### Kutipan Teks
================================
Pada tanggal 17 Agustus 1945, Rahmah tercatat sebagai perempuan pertama yang mengibarkan bendera merah putih di halaman perguruan diniyah putri di Sumatra Barat setelah ia mendapatkan kabar dari Muhammad Sjafei. Kabar bahwa bendera merah putih telah dikibarkan di sekolahnya menjalar keseluruh plosok kota dan daerah Batipuh. Pada 5 Oktober 1945, Soekarno mengeluarkan dekret pembentukan Tentara Keamanan Rakyat. Pada 12 Oktober 1945, Rahmah menjadi pelopor berdirinya Tentara Keamanan Rakyat (TKR) untuk Padangpanjang dan sekitarnya.

Pernah Ditahan Belanda

Belanda melancarkan Agresi Militer yang kedua dan menangkap aparat pemuka Indonesia di Padangpanjang. Rahmah memutuskan untuk meninggalkan kota dengan bersembunyi di lereng Gunung Singgalang. Namun, berhasil tertangkap pada 7 Januari 1949 dan ditahan di Tahanan Wanita Padangpanjang. Kemudian ia dipindahkan di satu ruangan bekas SPG Negeri Putri Padangpanjang selama 3 bulan menjadi tahanan rumah (huis arrest), sebelum diringankan sebagai tahanan kota (stad arrest) selama lima bulan berikutnya.
================================
### Tugas Tertulis A
Tentukan apakah setiap pernyataan berikut sesuai dengan kutipan teks. Jawab ya atau tidak, lalu kutip kata-kata penentunya dari kutipan teks. (i) Rahmah ditangkap pada 7 Januari 1949. (ii) Soekarno mengeluarkan dekret pembentukan Tentara Keamanan Rakyat pada 12 Oktober 1945. (iii) Rahmah menjadi tahanan kota selama tiga bulan.
### Tugas Tertulis B
Tuliskan semua tanggal lengkap (hari, bulan, dan tahun) yang disebutkan dalam kutipan teks.
### Tugas Tertulis C
Menurut kutipan teks, di mana Rahmah bersembunyi setelah meninggalkan kota?

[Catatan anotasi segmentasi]
================================
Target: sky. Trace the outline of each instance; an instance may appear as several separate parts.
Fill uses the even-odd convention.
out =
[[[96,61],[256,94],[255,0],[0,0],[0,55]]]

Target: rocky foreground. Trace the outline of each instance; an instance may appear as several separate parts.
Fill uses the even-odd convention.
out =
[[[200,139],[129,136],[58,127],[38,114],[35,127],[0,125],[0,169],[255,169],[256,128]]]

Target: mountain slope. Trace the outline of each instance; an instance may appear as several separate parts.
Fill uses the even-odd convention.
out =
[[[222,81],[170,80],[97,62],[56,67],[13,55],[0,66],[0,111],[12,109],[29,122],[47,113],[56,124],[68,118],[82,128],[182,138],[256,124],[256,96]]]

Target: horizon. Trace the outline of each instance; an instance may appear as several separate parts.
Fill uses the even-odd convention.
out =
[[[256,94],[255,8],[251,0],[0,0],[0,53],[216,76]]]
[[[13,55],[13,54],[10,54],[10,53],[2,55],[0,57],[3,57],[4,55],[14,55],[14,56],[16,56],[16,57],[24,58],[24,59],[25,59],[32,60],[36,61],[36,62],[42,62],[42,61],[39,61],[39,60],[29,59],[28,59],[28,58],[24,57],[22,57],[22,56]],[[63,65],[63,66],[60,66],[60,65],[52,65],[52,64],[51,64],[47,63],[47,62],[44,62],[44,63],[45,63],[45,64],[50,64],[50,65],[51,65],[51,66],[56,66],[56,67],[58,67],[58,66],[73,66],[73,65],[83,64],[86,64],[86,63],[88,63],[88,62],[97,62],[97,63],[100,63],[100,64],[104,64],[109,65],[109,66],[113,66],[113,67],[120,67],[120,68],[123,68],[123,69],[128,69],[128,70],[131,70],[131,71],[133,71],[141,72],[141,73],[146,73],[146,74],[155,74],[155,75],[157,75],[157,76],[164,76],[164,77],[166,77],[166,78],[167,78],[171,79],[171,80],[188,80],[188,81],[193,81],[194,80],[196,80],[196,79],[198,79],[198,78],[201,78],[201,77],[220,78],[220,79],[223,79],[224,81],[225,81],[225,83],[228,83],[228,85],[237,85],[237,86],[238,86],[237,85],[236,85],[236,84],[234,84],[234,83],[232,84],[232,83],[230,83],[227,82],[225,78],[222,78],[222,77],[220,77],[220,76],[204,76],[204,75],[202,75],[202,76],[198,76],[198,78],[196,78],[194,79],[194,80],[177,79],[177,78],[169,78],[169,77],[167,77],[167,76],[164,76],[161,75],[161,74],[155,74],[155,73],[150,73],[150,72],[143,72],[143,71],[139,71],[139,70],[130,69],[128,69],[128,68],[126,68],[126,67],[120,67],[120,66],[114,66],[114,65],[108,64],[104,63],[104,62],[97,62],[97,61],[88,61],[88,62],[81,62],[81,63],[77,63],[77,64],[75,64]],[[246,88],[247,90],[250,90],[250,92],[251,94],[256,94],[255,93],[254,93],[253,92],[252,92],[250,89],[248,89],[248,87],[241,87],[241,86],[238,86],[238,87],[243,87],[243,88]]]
================================
### Hasil Latihan A
(i) Ya: "berhasil tertangkap pada 7 Januari 1949"
(ii) Tidak: "Pada 5 Oktober 1945, Soekarno mengeluarkan dekret pembentukan Tentara Keamanan Rakyat."
(iii) Tidak: "diringankan sebagai tahanan kota (stad arrest) selama lima bulan berikutnya"

### Hasil Latihan B
17 Agustus 1945, 5 Oktober 1945, 12 Oktober 1945, 7 Januari 1949

### Hasil Latihan C
Di lereng Gunung Singgalang.